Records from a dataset
· · · · · · ·

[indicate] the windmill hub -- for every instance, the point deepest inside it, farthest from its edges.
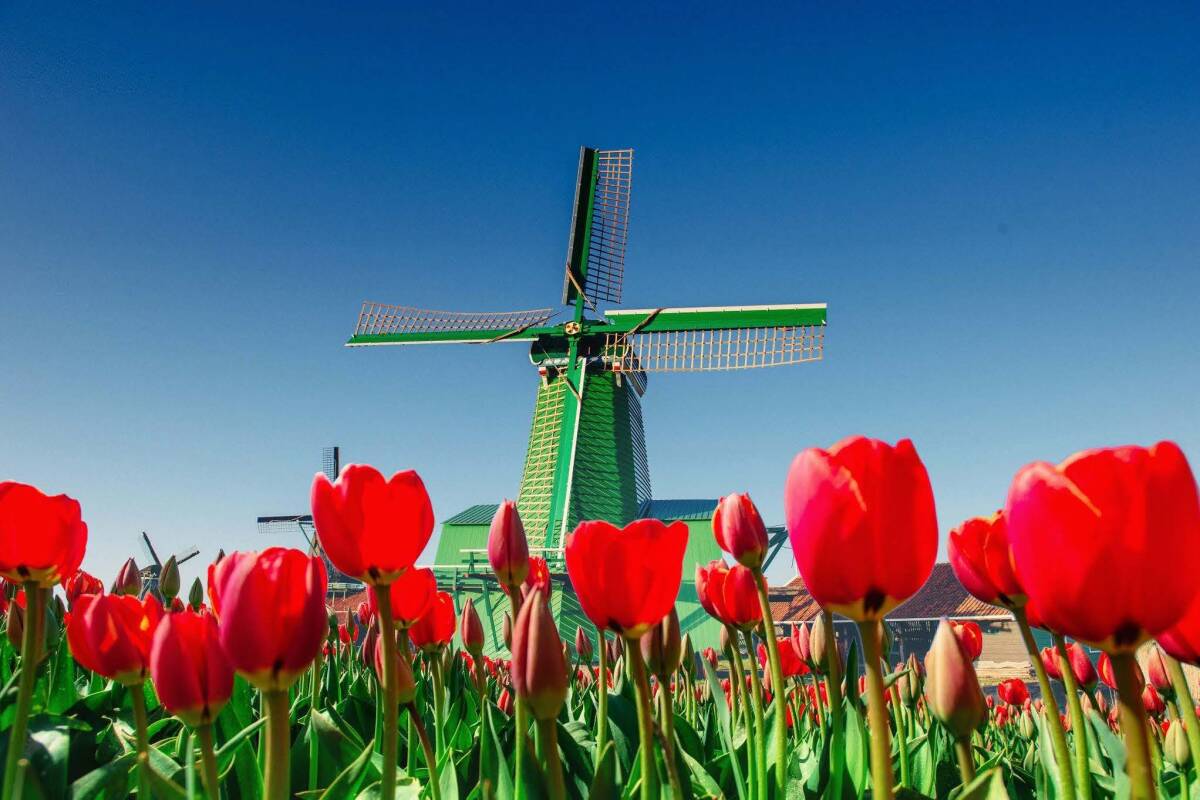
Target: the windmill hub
(587, 446)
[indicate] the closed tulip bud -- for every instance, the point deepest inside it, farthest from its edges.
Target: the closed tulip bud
(582, 645)
(661, 647)
(1175, 745)
(739, 530)
(191, 673)
(1156, 671)
(952, 689)
(471, 629)
(802, 643)
(129, 579)
(539, 675)
(1049, 657)
(196, 595)
(168, 579)
(508, 551)
(1081, 666)
(1025, 725)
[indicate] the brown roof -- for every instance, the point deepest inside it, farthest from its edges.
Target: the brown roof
(942, 595)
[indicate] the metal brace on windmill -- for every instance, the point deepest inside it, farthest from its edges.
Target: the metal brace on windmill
(587, 449)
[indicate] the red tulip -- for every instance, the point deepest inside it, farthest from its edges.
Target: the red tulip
(970, 637)
(271, 612)
(371, 528)
(739, 530)
(1050, 662)
(42, 537)
(508, 551)
(412, 594)
(1013, 691)
(191, 673)
(627, 578)
(539, 673)
(951, 685)
(111, 635)
(979, 555)
(82, 583)
(863, 525)
(1105, 542)
(471, 629)
(435, 630)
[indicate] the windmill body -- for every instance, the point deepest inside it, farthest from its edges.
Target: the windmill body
(587, 457)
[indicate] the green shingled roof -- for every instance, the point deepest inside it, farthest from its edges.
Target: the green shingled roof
(477, 515)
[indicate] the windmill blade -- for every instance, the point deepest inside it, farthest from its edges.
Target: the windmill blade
(382, 324)
(149, 548)
(707, 340)
(186, 555)
(595, 251)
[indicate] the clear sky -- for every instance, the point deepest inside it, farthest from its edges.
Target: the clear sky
(1000, 205)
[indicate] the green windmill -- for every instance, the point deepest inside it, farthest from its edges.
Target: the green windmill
(587, 447)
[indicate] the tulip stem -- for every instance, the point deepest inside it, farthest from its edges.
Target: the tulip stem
(277, 776)
(1187, 707)
(877, 714)
(209, 762)
(547, 743)
(601, 695)
(30, 654)
(1133, 726)
(645, 720)
(777, 683)
(760, 723)
(138, 695)
(1078, 723)
(390, 691)
(1054, 721)
(414, 717)
(966, 759)
(833, 689)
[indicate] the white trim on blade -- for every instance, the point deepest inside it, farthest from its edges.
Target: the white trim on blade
(708, 308)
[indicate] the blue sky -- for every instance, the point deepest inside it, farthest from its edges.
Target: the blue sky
(1000, 206)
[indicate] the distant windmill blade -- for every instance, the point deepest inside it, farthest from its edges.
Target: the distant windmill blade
(711, 340)
(186, 555)
(149, 549)
(382, 324)
(595, 250)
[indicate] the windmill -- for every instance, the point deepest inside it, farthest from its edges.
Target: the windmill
(340, 584)
(153, 569)
(586, 457)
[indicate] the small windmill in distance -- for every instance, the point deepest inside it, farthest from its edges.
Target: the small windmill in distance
(340, 584)
(151, 571)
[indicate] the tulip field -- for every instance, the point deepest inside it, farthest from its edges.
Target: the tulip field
(249, 685)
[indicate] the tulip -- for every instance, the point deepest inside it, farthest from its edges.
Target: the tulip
(1081, 536)
(168, 579)
(539, 678)
(83, 583)
(970, 637)
(372, 528)
(952, 691)
(435, 630)
(739, 530)
(869, 499)
(471, 630)
(129, 579)
(1013, 691)
(42, 537)
(582, 645)
(627, 578)
(508, 551)
(979, 554)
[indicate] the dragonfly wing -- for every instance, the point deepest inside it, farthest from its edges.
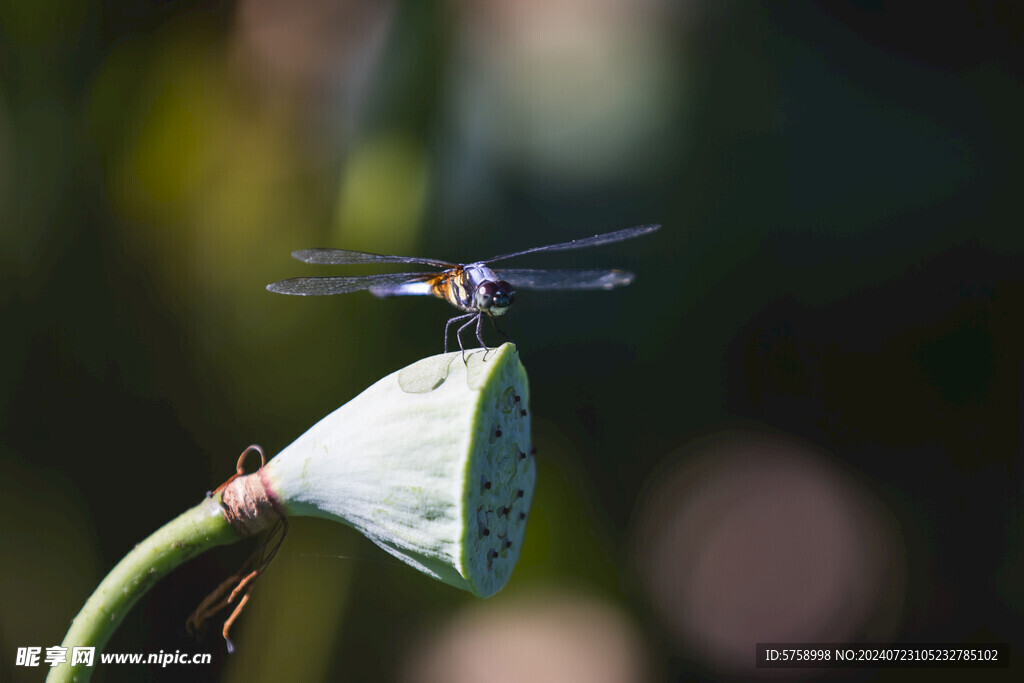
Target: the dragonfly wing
(344, 257)
(343, 284)
(565, 280)
(595, 241)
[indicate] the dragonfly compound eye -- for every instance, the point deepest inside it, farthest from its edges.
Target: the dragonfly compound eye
(485, 295)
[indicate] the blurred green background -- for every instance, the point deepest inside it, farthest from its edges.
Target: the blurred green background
(802, 422)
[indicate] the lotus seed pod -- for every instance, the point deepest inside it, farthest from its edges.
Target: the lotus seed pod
(431, 463)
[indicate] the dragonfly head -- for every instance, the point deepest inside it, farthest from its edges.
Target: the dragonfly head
(494, 298)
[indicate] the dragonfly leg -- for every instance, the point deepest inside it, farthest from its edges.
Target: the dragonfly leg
(448, 326)
(494, 324)
(458, 335)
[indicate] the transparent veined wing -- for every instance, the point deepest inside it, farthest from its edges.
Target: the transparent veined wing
(583, 243)
(521, 279)
(345, 257)
(343, 284)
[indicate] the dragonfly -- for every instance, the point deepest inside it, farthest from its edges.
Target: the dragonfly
(475, 289)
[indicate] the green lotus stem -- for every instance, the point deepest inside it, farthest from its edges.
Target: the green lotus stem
(432, 463)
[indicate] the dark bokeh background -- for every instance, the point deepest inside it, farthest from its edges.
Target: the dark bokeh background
(801, 423)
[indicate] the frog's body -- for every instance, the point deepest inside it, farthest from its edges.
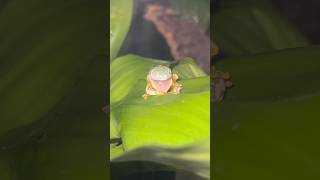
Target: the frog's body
(161, 81)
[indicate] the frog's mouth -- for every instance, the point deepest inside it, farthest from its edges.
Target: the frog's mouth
(162, 85)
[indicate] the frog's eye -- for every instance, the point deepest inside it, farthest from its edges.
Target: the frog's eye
(160, 73)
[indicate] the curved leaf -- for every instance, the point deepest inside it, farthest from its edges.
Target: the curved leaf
(165, 124)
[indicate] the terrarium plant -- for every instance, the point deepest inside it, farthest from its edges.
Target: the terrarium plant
(159, 109)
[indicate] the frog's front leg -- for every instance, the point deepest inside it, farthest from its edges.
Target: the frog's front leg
(150, 90)
(175, 87)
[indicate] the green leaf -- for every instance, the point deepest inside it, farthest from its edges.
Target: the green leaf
(120, 19)
(267, 126)
(45, 47)
(165, 124)
(127, 70)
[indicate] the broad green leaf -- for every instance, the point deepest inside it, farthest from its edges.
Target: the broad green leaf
(165, 124)
(267, 126)
(72, 145)
(127, 70)
(248, 27)
(45, 47)
(120, 19)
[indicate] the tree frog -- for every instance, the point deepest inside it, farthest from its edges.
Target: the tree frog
(161, 81)
(221, 80)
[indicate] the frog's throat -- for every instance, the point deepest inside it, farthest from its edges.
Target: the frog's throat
(161, 88)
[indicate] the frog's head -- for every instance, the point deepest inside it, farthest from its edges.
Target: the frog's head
(160, 78)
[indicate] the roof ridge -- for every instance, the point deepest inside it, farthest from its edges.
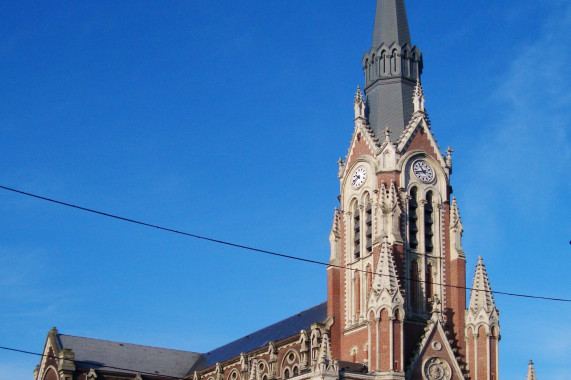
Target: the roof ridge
(126, 343)
(266, 327)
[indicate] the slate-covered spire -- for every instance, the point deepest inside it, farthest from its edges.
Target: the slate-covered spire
(392, 68)
(391, 24)
(481, 296)
(530, 372)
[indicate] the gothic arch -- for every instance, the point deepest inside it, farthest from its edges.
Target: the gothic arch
(289, 364)
(50, 373)
(233, 375)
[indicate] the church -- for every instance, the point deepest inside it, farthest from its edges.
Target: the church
(396, 280)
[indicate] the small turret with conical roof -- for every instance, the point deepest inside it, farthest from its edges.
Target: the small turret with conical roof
(482, 326)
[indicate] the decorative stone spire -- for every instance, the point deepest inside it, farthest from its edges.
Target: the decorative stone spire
(385, 280)
(481, 296)
(336, 221)
(359, 104)
(449, 157)
(418, 98)
(392, 68)
(530, 372)
(454, 214)
(254, 370)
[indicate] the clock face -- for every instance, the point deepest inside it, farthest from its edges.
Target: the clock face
(423, 171)
(359, 177)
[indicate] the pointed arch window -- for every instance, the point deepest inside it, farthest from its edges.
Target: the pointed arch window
(357, 233)
(428, 224)
(414, 287)
(413, 220)
(429, 284)
(369, 227)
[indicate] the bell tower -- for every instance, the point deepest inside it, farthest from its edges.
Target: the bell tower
(396, 280)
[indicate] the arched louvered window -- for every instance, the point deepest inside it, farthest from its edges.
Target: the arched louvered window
(428, 224)
(357, 233)
(429, 283)
(413, 220)
(414, 287)
(369, 228)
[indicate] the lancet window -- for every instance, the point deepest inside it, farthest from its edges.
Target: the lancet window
(428, 224)
(369, 228)
(413, 220)
(357, 233)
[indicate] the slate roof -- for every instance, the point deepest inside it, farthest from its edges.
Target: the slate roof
(281, 330)
(132, 358)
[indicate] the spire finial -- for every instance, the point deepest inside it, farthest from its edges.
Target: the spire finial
(418, 97)
(449, 156)
(387, 134)
(481, 296)
(530, 372)
(391, 24)
(359, 104)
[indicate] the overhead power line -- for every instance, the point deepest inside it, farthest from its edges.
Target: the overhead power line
(291, 257)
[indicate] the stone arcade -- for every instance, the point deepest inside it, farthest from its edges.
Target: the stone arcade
(396, 302)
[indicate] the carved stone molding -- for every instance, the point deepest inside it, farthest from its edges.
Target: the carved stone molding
(437, 369)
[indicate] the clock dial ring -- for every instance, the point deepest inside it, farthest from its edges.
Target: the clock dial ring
(359, 177)
(422, 171)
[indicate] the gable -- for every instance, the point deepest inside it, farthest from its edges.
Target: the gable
(418, 136)
(435, 358)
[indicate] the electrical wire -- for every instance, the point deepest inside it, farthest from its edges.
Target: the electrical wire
(263, 251)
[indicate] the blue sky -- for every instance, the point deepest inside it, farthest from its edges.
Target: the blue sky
(225, 119)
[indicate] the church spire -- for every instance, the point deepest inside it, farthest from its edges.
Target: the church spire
(391, 24)
(481, 296)
(530, 372)
(392, 69)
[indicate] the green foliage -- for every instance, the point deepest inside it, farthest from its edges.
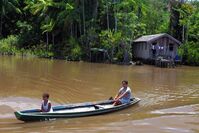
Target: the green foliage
(75, 50)
(68, 28)
(8, 45)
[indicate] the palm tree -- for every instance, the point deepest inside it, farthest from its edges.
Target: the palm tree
(5, 7)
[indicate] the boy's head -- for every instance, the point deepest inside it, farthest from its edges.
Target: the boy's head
(124, 83)
(45, 96)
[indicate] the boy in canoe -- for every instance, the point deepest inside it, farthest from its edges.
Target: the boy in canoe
(46, 104)
(124, 95)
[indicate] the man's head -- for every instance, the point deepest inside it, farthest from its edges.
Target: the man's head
(45, 96)
(125, 83)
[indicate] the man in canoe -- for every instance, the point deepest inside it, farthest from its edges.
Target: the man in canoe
(46, 104)
(124, 95)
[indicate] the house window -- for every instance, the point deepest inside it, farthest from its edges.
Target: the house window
(170, 47)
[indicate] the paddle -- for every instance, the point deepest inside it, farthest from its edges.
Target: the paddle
(98, 106)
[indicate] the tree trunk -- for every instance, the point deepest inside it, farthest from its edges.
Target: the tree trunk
(83, 17)
(107, 15)
(115, 17)
(53, 39)
(1, 24)
(47, 41)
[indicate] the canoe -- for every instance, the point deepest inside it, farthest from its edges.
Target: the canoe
(73, 110)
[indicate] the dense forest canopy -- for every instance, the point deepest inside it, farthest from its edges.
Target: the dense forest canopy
(70, 28)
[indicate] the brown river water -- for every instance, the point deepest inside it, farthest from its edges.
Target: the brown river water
(169, 97)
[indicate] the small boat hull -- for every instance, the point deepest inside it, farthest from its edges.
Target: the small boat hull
(73, 110)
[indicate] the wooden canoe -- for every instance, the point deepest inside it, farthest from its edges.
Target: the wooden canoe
(73, 110)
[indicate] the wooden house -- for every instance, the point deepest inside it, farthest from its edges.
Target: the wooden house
(153, 46)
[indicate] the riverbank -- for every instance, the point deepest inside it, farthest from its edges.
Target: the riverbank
(10, 46)
(169, 97)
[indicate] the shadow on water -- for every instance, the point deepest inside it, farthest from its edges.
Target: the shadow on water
(164, 94)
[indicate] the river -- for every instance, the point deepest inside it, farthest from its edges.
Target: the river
(169, 97)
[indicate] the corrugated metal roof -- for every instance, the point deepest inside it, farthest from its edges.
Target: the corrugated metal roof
(149, 38)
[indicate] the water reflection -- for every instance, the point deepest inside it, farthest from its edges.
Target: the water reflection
(23, 80)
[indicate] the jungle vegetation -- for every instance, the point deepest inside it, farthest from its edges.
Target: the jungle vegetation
(68, 29)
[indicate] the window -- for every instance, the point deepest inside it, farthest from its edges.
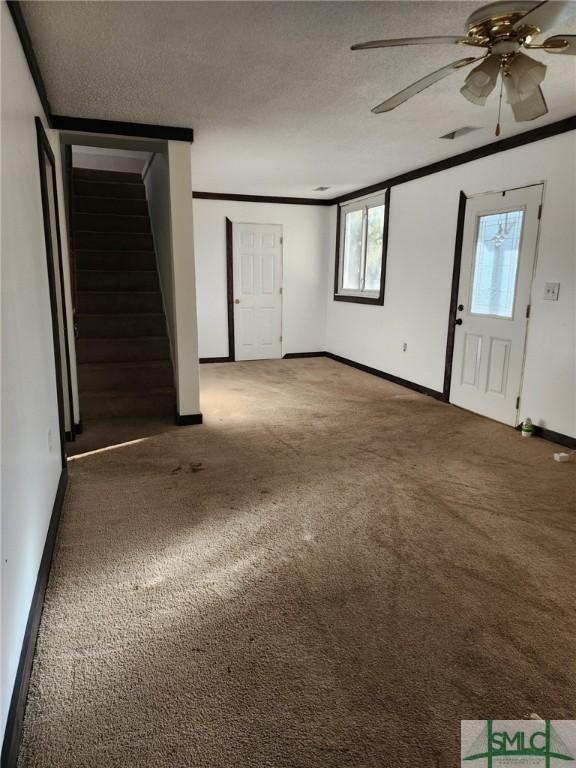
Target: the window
(496, 264)
(361, 255)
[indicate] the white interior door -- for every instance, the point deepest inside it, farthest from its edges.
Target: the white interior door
(257, 270)
(498, 254)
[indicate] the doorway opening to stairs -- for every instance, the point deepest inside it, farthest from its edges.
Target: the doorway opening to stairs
(123, 354)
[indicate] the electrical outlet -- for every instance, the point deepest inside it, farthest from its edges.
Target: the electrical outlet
(551, 291)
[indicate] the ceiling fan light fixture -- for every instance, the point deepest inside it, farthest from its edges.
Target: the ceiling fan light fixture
(480, 81)
(523, 78)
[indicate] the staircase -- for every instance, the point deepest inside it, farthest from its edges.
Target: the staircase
(122, 350)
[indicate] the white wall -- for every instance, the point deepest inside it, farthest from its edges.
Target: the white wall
(183, 260)
(305, 231)
(157, 183)
(419, 274)
(30, 467)
(169, 192)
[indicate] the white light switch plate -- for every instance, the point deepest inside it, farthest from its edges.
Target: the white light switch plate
(551, 291)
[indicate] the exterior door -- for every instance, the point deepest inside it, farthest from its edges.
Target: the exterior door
(257, 291)
(498, 255)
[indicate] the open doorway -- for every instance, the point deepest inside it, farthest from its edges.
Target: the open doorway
(124, 363)
(55, 271)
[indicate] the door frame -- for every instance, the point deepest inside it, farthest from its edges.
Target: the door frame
(230, 294)
(459, 242)
(45, 152)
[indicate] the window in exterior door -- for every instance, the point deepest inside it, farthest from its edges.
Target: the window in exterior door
(496, 264)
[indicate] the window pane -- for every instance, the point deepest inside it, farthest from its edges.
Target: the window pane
(352, 251)
(496, 263)
(374, 235)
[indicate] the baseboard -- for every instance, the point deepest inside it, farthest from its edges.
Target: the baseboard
(187, 420)
(215, 360)
(13, 732)
(295, 355)
(553, 437)
(388, 376)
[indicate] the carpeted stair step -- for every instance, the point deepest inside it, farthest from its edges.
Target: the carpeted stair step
(82, 204)
(96, 350)
(118, 241)
(83, 187)
(111, 326)
(160, 401)
(110, 222)
(95, 377)
(117, 280)
(118, 302)
(94, 174)
(123, 260)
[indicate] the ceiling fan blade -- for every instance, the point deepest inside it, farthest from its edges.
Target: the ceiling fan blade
(425, 82)
(555, 45)
(531, 108)
(443, 40)
(548, 14)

· · · · · · ·

**YOUR ASSIGNMENT:** Which lines run from the one holding "[indicate] the door frame" through the end of the data? Write them out exactly, ends included, and add nothing.

**REPLY:**
[indicate] the door frame -- for every instance, the point deepest inside it, farthest from its edges.
Target: the door frame
(230, 294)
(459, 242)
(45, 152)
[indicate] the window in exterior door -- for every instance, the point deepest inside it, farthest from its edges.
Target: the window in exterior door
(496, 264)
[indicate] the window pane -- for every instance, the point deepest inside it, farthest from its edges.
Target: the window pane
(352, 251)
(496, 263)
(374, 235)
[indicate] the baseboard -- for every instance, the point deepest inside it, farthest from its edges.
Target: the baseboard
(187, 420)
(215, 360)
(13, 732)
(295, 355)
(553, 437)
(388, 376)
[indicate] the carpeted stair step -- for every instance, the point deepest inside it, farthest from its edges.
Target: the carpeted stair step
(82, 204)
(96, 350)
(118, 241)
(83, 187)
(111, 326)
(160, 401)
(110, 222)
(95, 377)
(117, 280)
(118, 302)
(94, 174)
(123, 260)
[indicate] the ceiling fan blade -- for every instance, the point deepest inside it, farthest from its edges.
Target: the ceiling fan blade
(425, 82)
(555, 45)
(531, 108)
(443, 40)
(548, 14)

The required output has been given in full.